» Aim
In the data below, copy out every line without any change, from the line containing "Please trace the outline of every instance of the overcast" through the line containing "[[[49,22],[45,24],[45,28],[52,27],[52,26],[54,26],[53,22]]]", both included.

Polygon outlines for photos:
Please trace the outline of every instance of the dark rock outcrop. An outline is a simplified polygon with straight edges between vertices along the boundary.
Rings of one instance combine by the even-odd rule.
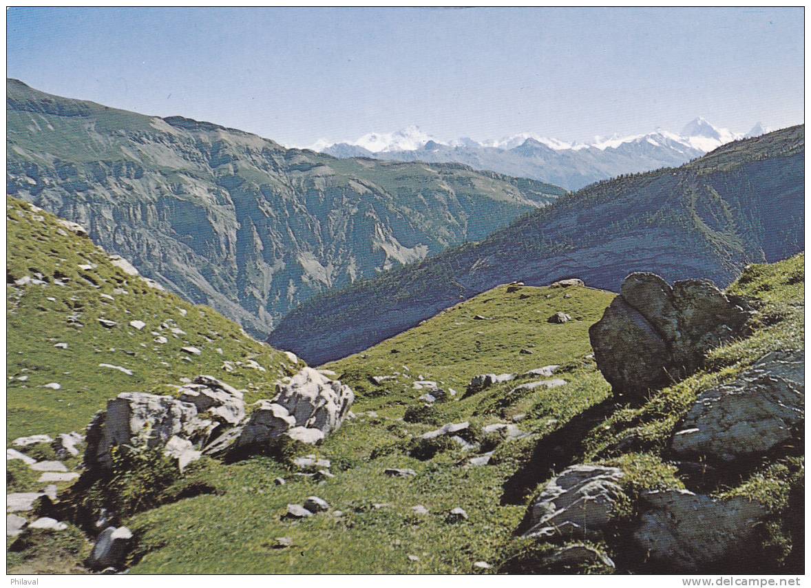
[[[707,280],[632,273],[589,329],[594,360],[615,393],[644,399],[698,369],[707,351],[745,333],[749,312]]]

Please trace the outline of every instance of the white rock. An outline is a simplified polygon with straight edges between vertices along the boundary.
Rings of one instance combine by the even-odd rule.
[[[127,376],[132,376],[132,370],[128,370],[126,367],[122,367],[121,366],[114,366],[112,363],[99,363],[99,367],[106,367],[110,370],[118,370],[122,374],[127,374]]]
[[[619,468],[577,465],[552,478],[530,508],[523,537],[591,537],[607,526],[623,496]]]
[[[57,436],[54,441],[54,449],[61,457],[79,455],[77,445],[84,441],[84,436],[73,431],[70,433],[62,433]]]
[[[16,514],[6,515],[6,536],[16,537],[23,532],[23,529],[28,524],[22,517]]]
[[[67,523],[59,522],[50,517],[42,517],[28,525],[29,529],[47,529],[49,530],[63,531],[67,529]]]
[[[131,542],[132,533],[126,526],[109,526],[96,539],[88,563],[96,569],[118,568],[123,563]]]
[[[15,447],[28,447],[36,445],[40,443],[53,443],[54,438],[49,435],[32,435],[28,437],[17,437],[11,444]]]
[[[28,466],[36,463],[36,459],[27,456],[25,453],[21,453],[16,449],[6,449],[6,461],[11,461],[15,459],[19,459],[23,463],[28,464]]]
[[[281,437],[296,424],[296,419],[281,405],[269,400],[254,404],[253,412],[242,427],[237,447],[264,445],[272,439]]]
[[[523,376],[537,376],[542,378],[551,378],[552,375],[558,371],[560,366],[544,366],[543,367],[539,367],[534,370],[530,370]]]
[[[34,501],[44,496],[42,492],[12,492],[6,496],[6,511],[19,513],[31,510],[34,508]]]
[[[178,469],[180,471],[183,471],[187,466],[192,461],[196,461],[203,455],[201,452],[194,449],[191,441],[182,439],[176,435],[170,437],[166,442],[163,453],[164,455],[178,460]]]
[[[127,276],[138,275],[138,270],[135,269],[135,266],[121,255],[110,255],[108,259],[110,264],[118,268],[118,269],[122,270]]]
[[[313,514],[329,510],[329,504],[318,496],[307,496],[307,499],[304,500],[303,506]]]
[[[75,472],[43,472],[37,482],[72,482],[77,478]]]
[[[67,472],[67,468],[62,461],[37,461],[31,464],[31,469],[38,472]]]
[[[460,431],[465,431],[470,426],[468,421],[464,423],[449,423],[447,425],[440,427],[435,431],[430,431],[427,433],[423,433],[420,436],[421,439],[434,439],[436,437],[442,436],[443,435],[451,435],[452,433],[457,433]]]
[[[285,516],[289,518],[307,518],[311,517],[312,513],[301,504],[288,504]]]
[[[120,444],[137,444],[148,435],[150,448],[165,446],[175,435],[185,439],[208,436],[212,423],[197,416],[194,405],[170,396],[127,392],[107,401],[107,410],[93,418],[88,431],[85,467],[108,470],[110,449]]]
[[[152,279],[150,279],[148,277],[144,277],[144,276],[141,276],[140,279],[141,279],[142,281],[145,282],[146,285],[148,286],[149,286],[150,288],[153,288],[155,290],[159,290],[161,292],[165,292],[165,290],[166,290],[162,285],[161,285],[160,284],[158,284],[157,281],[155,281],[154,280],[152,280]]]
[[[307,427],[294,427],[285,433],[290,439],[304,443],[308,445],[315,445],[324,440],[324,431],[320,429],[312,429]]]
[[[289,384],[279,386],[273,399],[295,418],[296,427],[318,429],[324,435],[341,426],[354,401],[349,386],[311,367],[303,368]]]

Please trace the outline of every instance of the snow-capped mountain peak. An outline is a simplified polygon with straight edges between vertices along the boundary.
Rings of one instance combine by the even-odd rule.
[[[423,132],[418,127],[412,125],[393,133],[368,133],[350,144],[363,147],[372,153],[380,153],[388,151],[414,151],[422,148],[428,141],[440,143],[431,135]]]
[[[752,137],[759,137],[761,135],[766,135],[768,132],[771,132],[771,129],[768,127],[765,127],[762,122],[757,122],[755,126],[752,127],[749,132],[744,135],[744,139],[750,139]]]

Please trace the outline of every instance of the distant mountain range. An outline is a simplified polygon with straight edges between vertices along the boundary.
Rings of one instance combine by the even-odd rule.
[[[657,130],[646,135],[572,143],[521,133],[497,140],[461,138],[440,141],[416,127],[393,133],[369,133],[354,141],[321,140],[314,151],[336,157],[371,157],[396,161],[457,162],[531,178],[577,190],[629,173],[680,165],[721,145],[767,132],[760,122],[745,135],[714,127],[702,118],[681,133]]]
[[[726,286],[747,264],[803,251],[805,144],[805,127],[792,127],[727,144],[677,169],[594,184],[483,242],[311,299],[268,342],[320,363],[515,280],[543,285],[579,277],[617,291],[629,273],[646,271]]]
[[[266,337],[290,309],[565,194],[459,164],[340,160],[6,84],[6,191]]]

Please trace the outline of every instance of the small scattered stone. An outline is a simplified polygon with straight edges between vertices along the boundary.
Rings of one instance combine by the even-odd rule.
[[[67,468],[62,461],[37,461],[31,464],[31,469],[39,472],[67,472]]]
[[[465,512],[465,509],[457,506],[448,513],[447,520],[448,522],[461,522],[462,521],[467,521],[468,518],[470,517],[467,516],[467,513]]]
[[[565,312],[556,312],[554,315],[550,316],[547,322],[554,323],[556,324],[563,324],[564,323],[568,323],[572,320],[572,317],[567,315]]]
[[[288,504],[285,516],[289,518],[307,518],[311,517],[312,513],[301,504]]]
[[[315,514],[329,510],[329,504],[323,498],[307,496],[307,499],[304,500],[304,508]]]
[[[290,537],[277,537],[276,545],[273,547],[276,549],[284,549],[285,547],[289,547],[293,545],[293,539]]]
[[[20,460],[23,463],[31,466],[32,464],[36,463],[36,460],[33,457],[27,456],[25,453],[17,451],[16,449],[6,449],[6,461],[11,461],[15,459]]]
[[[43,472],[37,482],[71,482],[77,478],[75,472]]]
[[[34,501],[44,496],[42,492],[12,492],[6,496],[6,511],[19,513],[31,510],[34,508]]]
[[[53,443],[54,438],[49,435],[32,435],[28,437],[17,437],[11,444],[15,447],[28,447],[36,445],[40,443]]]
[[[132,532],[126,526],[109,526],[96,539],[88,563],[94,569],[118,568],[123,563],[132,541]]]
[[[384,472],[387,476],[392,476],[393,478],[410,478],[411,476],[417,475],[417,472],[414,470],[409,470],[407,468],[396,468],[390,467],[386,468]]]
[[[67,523],[59,522],[50,517],[42,517],[28,525],[29,529],[47,529],[49,530],[63,531],[67,529]]]
[[[28,521],[19,515],[6,515],[6,536],[16,537],[23,532],[23,529],[24,529],[28,524]]]
[[[127,376],[132,376],[132,370],[128,370],[126,367],[122,367],[121,366],[114,366],[112,363],[99,363],[99,367],[106,367],[110,370],[118,370],[122,374],[127,374]]]

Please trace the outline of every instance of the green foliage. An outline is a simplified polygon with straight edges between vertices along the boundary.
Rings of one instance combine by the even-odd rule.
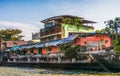
[[[118,36],[118,30],[120,29],[120,18],[115,18],[114,20],[108,20],[108,21],[105,21],[106,23],[106,26],[108,26],[110,28],[110,30],[116,34],[116,38]]]
[[[21,40],[23,35],[20,35],[22,33],[19,29],[5,29],[0,30],[0,38],[2,38],[4,41],[15,41],[15,40]]]
[[[76,26],[82,26],[82,19],[78,18],[78,17],[75,17],[75,18],[62,18],[62,23],[76,25]]]
[[[117,39],[114,41],[114,52],[120,53],[120,35],[118,35]]]

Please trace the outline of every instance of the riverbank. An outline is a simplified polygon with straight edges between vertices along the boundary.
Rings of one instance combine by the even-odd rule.
[[[107,73],[79,70],[37,69],[26,67],[0,67],[0,76],[120,76],[120,73]]]

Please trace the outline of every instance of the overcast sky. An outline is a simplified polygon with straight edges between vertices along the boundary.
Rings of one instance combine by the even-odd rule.
[[[96,21],[95,29],[102,29],[104,21],[120,17],[120,0],[0,0],[0,29],[21,29],[30,40],[43,28],[41,20],[66,14]]]

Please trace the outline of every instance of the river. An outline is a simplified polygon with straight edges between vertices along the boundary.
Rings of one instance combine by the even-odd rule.
[[[120,73],[0,66],[0,76],[120,76]]]

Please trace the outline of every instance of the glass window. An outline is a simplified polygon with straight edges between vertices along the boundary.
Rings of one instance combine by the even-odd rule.
[[[49,22],[45,24],[45,28],[52,27],[52,26],[54,26],[53,22]]]

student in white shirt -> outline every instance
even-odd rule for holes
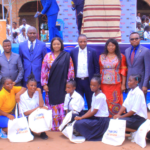
[[[75,91],[76,81],[70,79],[66,84],[66,96],[64,102],[64,110],[66,114],[69,111],[73,111],[75,114],[79,114],[84,109],[83,97]]]
[[[37,88],[37,81],[31,73],[27,81],[27,91],[20,96],[19,113],[22,111],[28,117],[37,108],[48,109],[44,106],[41,89]],[[48,139],[45,132],[42,132],[40,137],[44,140]]]
[[[119,113],[114,116],[114,119],[126,120],[126,131],[128,132],[136,131],[147,119],[145,96],[143,91],[138,87],[140,81],[140,75],[131,75],[129,77],[128,86],[131,90]],[[127,113],[123,114],[125,111]]]
[[[94,92],[91,108],[83,116],[75,117],[74,129],[88,141],[101,141],[109,125],[106,96],[100,91],[100,84],[100,75],[94,75],[90,83]]]

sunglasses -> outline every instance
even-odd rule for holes
[[[137,41],[138,39],[140,38],[131,38],[130,41],[134,41],[134,40]]]

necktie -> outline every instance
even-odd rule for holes
[[[68,102],[68,112],[69,112],[69,104],[70,104],[71,100],[72,100],[72,97],[70,97],[70,100]]]
[[[133,48],[133,51],[131,53],[131,65],[133,65],[134,56],[135,56],[135,47]]]
[[[30,52],[30,55],[33,54],[33,42],[31,42],[31,46],[30,46],[29,52]]]

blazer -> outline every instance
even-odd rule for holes
[[[139,83],[139,87],[143,86],[148,87],[149,75],[150,75],[150,51],[144,46],[139,46],[133,65],[131,65],[130,55],[132,47],[129,47],[125,50],[125,56],[127,61],[128,73],[127,73],[127,82],[126,87],[128,88],[128,79],[132,74],[140,74],[142,79]]]
[[[51,16],[59,12],[59,6],[56,0],[41,0],[41,3],[43,6],[42,14]]]
[[[41,81],[41,67],[44,56],[47,53],[46,45],[44,42],[36,40],[34,47],[33,57],[31,58],[28,48],[28,41],[20,43],[19,54],[24,66],[23,81],[27,82],[28,76],[33,72],[37,82]]]
[[[18,54],[12,52],[9,61],[4,53],[0,55],[0,89],[2,88],[2,77],[10,77],[19,86],[23,79],[23,73],[21,58]]]
[[[74,71],[75,71],[75,77],[77,75],[77,67],[78,67],[78,53],[79,48],[75,48],[71,50],[70,56],[73,60],[74,64]],[[87,60],[88,60],[88,73],[89,73],[89,80],[93,78],[94,74],[100,74],[99,64],[98,64],[98,56],[95,50],[91,49],[90,47],[87,47]]]

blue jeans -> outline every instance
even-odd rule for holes
[[[15,115],[13,115],[15,117]],[[7,128],[8,127],[9,118],[6,116],[0,116],[0,128]]]

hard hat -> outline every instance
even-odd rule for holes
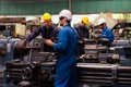
[[[98,21],[98,24],[97,24],[97,25],[100,25],[100,24],[103,24],[103,23],[106,23],[106,20],[105,20],[105,18],[100,18],[100,20]]]
[[[49,13],[45,13],[43,16],[41,16],[41,20],[51,20],[51,15]]]
[[[72,13],[69,10],[62,10],[59,13],[59,17],[61,17],[61,16],[67,17],[68,21],[72,20]]]
[[[84,24],[90,24],[90,20],[86,16],[83,16],[81,20]]]

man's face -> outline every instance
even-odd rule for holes
[[[46,27],[51,26],[51,20],[45,20],[44,24],[45,24]]]
[[[60,24],[60,26],[63,26],[63,22],[64,22],[64,17],[59,17],[59,24]]]
[[[100,29],[104,29],[104,24],[98,25]]]

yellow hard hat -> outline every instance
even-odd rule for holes
[[[44,15],[41,16],[41,20],[51,20],[51,15],[49,13],[44,13]]]
[[[83,16],[81,21],[85,24],[90,24],[90,20],[86,16]]]

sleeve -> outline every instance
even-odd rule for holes
[[[60,50],[67,49],[67,45],[68,45],[68,40],[69,40],[67,30],[61,30],[59,33],[58,39],[59,39],[58,44],[53,44],[55,51],[60,51]]]
[[[26,37],[26,40],[31,41],[32,39],[36,38],[40,34],[40,29],[41,27],[38,27],[37,29],[35,29],[32,34],[29,34]]]

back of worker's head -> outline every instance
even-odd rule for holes
[[[83,17],[81,18],[81,22],[84,23],[85,25],[90,24],[90,20],[88,20],[87,16],[83,16]]]
[[[61,20],[62,17],[64,17],[68,22],[70,22],[72,20],[72,13],[69,10],[62,10],[59,13],[59,18]]]

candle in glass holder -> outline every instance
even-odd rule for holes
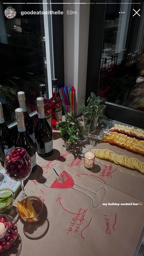
[[[86,152],[84,154],[84,167],[92,169],[95,164],[95,155],[93,152]]]

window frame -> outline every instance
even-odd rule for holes
[[[94,91],[97,96],[99,94],[105,13],[106,4],[92,5],[90,7],[87,99],[91,91]],[[144,111],[109,102],[106,102],[106,114],[109,118],[144,128]]]

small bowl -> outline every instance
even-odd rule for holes
[[[7,196],[6,195],[7,194]],[[9,194],[10,195],[9,196]],[[9,213],[10,212],[13,206],[14,198],[15,194],[12,189],[0,189],[0,214]]]
[[[18,236],[18,227],[15,219],[9,215],[0,214],[0,255],[12,246]]]
[[[27,206],[27,205],[26,206],[26,201],[27,198],[31,201],[32,207],[36,213],[34,217],[29,217],[29,214],[32,213],[32,210],[31,207],[29,207],[29,206]],[[42,211],[43,207],[43,203],[39,197],[35,196],[27,197],[21,201],[20,204],[22,207],[18,207],[18,212],[19,215],[24,221],[29,223],[35,223],[39,220],[39,216]],[[23,211],[23,207],[24,208],[24,211]],[[27,217],[26,216],[26,213],[27,214]]]

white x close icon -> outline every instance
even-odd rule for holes
[[[137,11],[136,11],[135,9],[132,9],[132,10],[135,12],[135,13],[134,14],[133,17],[135,16],[136,14],[137,14],[140,17],[140,15],[138,13],[138,12],[140,10],[140,9],[138,10]]]

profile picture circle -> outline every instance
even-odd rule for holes
[[[13,7],[7,7],[4,11],[4,15],[7,18],[13,18],[16,14],[16,10]]]

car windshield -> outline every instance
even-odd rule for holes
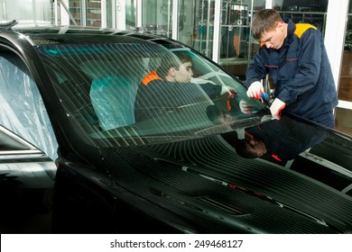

» Response to the task
Please trace the outline of every instance of the overcast sky. An outline is a simplified polygon with straight edges between vertices along the boundary.
Rings of one instance combine by the even-odd rule.
[[[96,21],[95,29],[102,29],[104,21],[120,17],[120,0],[0,0],[0,29],[21,29],[30,40],[43,28],[41,20],[66,14]]]

Please trace the outline of every instance of the river. An outline is a simplified polygon with straight edges between vertices along the boundary.
Rings of one instance combine by the even-odd rule.
[[[120,73],[0,66],[0,76],[120,76]]]

Please trace the outline of every instance of the glass window. An outline is a simplified polygon with straight edges between vertices along the boundary.
Rings of one instance combine by the even-odd rule.
[[[49,22],[45,24],[45,28],[52,27],[52,26],[54,26],[53,22]]]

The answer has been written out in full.